■ **OBJECTIVE A**:
Reproduce the part of the census SAS data set text from "b. Moblocks: Block" up to and including "an alpha suffix.".

■ **EXTRACT PROVIDED**:
---*---

The Varlabs subdirectory (which can be easily accessed by just clicking on its name from the Uexplore directory page) provides a series of codebook text files, which just happen to double as SAS source code used to provide variable labels to all the cell variables we'll be storing on our SAS data sets in this collection. We also have created a series of metadata data sets which will be of much importance to us, but not to you (unless you want to do your own software-generation thing). We have not yet written our SAS code to actually read the 47 csv files and generate the SAS data sets, but we have a model from last decade that we can use. We really cannot test any such code until we have some data. The Bureau has not seen fit to let us have access to any test files this decade, so we have to wait for the first "live" files, which we get embargoed access to next Tuesday. That is when the real fun begins for us.
We have not settled on a final strategy for how we shall be partitioning the data for a state into multiple SAS data sets. But here is the tentative plan. We create six data sets for each state:
a. Mopco: (Replace “Mo” with whatever state or “us”): Only the pco data tables are saved here. These tables will not be on any other data set. (pco is a new table-type for 2010: Person data tables available only at county level and "above").
b. Moblocks: Block level data. Only the P and H tables saved.
c. Mobgs: Block group level data. Only the P and H tables.
d. MoInventory: Inventory summary levels for census tract and above. Has P, H, PCT and HCT tables excluding those with an alpha suffix.
e. MoHierarchal: Hierarchal summary levels (070, 080, etc) for tract and above. Same as previous.
f. MoRtables: The tables with alpha suffixes for all geographic levels. Kept separate because of the size.
We welcome comments and suggestions for alternate strategies.

---*---

Extracted records:
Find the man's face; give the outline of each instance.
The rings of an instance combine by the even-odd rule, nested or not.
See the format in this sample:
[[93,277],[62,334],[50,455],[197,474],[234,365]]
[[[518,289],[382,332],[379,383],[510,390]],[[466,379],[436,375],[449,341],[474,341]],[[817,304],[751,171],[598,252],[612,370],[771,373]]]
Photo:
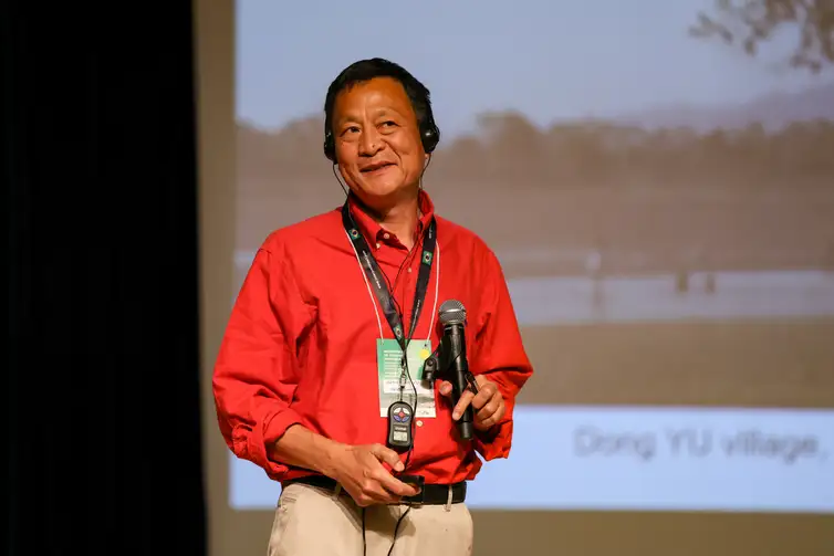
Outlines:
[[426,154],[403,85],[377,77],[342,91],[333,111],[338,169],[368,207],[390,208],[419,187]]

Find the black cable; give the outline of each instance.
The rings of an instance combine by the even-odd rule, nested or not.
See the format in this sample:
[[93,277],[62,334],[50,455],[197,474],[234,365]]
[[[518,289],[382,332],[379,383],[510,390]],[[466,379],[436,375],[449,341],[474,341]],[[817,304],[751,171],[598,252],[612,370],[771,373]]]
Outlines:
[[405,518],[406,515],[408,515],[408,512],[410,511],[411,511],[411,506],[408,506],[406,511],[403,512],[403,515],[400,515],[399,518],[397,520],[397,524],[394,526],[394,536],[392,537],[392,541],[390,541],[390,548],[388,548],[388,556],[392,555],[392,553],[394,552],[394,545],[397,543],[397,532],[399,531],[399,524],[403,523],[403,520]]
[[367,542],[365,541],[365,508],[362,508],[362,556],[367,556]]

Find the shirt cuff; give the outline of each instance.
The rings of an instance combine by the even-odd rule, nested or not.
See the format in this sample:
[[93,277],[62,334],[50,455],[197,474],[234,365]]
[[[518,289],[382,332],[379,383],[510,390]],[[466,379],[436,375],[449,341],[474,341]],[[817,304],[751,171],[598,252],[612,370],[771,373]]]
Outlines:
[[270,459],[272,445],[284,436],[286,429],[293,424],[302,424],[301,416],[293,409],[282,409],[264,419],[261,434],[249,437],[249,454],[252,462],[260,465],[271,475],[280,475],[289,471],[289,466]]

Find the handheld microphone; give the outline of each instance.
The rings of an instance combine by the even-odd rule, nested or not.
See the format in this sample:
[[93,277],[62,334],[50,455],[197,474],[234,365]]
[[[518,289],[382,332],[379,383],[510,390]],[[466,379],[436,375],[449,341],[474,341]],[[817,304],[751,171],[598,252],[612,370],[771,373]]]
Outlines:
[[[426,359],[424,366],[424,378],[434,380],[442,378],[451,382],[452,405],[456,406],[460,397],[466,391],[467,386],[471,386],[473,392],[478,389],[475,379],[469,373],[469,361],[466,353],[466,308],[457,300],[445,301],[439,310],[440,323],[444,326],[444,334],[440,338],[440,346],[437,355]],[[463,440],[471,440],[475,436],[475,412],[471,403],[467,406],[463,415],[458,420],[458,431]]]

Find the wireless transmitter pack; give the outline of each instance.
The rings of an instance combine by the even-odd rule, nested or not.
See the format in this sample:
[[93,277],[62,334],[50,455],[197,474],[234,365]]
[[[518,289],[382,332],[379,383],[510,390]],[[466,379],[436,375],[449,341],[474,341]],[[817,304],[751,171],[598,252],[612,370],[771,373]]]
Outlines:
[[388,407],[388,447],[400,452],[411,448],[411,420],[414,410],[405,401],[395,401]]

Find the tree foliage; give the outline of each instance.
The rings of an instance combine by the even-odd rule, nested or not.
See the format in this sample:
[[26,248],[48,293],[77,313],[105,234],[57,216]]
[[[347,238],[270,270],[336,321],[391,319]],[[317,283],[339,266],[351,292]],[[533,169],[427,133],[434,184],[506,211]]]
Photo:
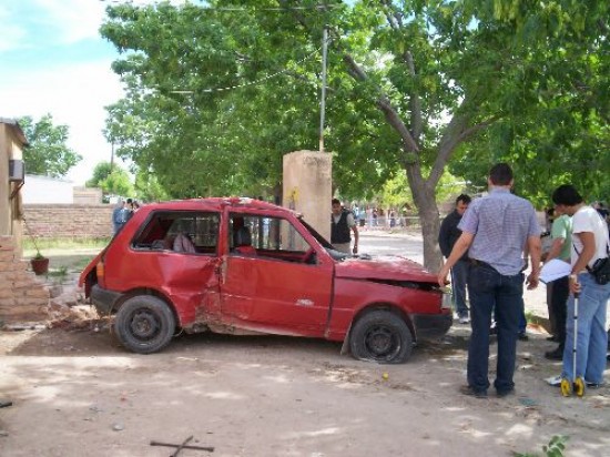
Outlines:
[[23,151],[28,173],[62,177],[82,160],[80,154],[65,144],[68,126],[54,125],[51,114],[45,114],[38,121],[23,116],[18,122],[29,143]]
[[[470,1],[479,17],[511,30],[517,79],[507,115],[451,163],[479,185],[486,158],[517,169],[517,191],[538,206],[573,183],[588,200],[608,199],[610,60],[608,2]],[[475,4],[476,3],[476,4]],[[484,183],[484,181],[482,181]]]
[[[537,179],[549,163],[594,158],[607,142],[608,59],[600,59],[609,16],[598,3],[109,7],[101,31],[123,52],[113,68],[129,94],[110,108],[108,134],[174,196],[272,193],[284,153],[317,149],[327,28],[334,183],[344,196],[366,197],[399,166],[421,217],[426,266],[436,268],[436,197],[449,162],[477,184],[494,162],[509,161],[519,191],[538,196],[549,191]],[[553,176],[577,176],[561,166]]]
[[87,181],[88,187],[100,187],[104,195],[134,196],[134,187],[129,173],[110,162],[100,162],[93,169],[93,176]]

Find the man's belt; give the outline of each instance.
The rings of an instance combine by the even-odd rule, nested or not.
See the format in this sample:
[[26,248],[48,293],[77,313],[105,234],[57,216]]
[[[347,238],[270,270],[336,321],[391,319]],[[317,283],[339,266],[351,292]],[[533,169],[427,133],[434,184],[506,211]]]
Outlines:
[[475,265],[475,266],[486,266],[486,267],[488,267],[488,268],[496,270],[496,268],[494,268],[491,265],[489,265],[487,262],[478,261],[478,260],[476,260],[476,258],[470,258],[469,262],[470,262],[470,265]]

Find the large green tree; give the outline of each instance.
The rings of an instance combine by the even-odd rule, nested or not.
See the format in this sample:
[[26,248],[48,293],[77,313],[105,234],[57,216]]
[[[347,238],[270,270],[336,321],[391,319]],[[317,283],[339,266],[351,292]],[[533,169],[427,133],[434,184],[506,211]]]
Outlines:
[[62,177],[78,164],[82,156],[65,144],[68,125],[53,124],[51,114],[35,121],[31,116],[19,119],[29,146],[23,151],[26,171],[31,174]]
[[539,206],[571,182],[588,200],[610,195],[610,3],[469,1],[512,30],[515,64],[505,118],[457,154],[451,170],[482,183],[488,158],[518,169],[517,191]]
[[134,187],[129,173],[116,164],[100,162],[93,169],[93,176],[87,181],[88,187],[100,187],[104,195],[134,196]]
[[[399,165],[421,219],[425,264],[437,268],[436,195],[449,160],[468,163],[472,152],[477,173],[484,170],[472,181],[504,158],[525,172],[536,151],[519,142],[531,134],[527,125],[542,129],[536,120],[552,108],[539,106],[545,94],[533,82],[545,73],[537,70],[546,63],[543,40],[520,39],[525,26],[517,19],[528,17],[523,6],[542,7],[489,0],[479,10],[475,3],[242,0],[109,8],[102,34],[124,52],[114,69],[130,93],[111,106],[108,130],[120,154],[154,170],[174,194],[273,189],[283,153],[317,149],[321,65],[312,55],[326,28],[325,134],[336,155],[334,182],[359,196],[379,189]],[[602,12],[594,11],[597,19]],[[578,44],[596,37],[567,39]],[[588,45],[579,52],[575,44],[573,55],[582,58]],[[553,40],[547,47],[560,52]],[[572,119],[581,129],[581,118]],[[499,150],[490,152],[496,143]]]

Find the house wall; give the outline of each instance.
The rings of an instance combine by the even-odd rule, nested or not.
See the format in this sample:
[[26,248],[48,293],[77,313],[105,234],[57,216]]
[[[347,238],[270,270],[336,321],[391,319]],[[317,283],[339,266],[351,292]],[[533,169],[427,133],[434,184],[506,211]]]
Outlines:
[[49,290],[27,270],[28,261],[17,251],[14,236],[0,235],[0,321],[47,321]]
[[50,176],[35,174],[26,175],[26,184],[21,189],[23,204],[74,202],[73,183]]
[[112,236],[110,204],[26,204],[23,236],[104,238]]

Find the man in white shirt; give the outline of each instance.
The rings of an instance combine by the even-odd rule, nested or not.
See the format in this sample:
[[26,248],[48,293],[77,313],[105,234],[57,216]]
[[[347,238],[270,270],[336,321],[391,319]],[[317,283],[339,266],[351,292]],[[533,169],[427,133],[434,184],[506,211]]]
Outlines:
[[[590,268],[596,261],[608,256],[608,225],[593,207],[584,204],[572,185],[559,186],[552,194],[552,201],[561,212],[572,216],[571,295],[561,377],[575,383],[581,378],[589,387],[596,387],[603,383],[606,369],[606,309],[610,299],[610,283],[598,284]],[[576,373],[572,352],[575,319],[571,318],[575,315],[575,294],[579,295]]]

---*---

■ **OBJECTIVE B**:
How many lines of the records contain the word "give"? Reply with the number only.

■ **CORRECT RESPONSE A**:
b. Moblocks: Block level data. Only the P and H tables saved.
c. Mobgs: Block group level data. Only the P and H tables.
d. MoInventory: Inventory summary levels for census tract and above. Has P, H, PCT and HCT tables excluding those with an alpha suffix.

■ **CORRECT RESPONSE B**:
10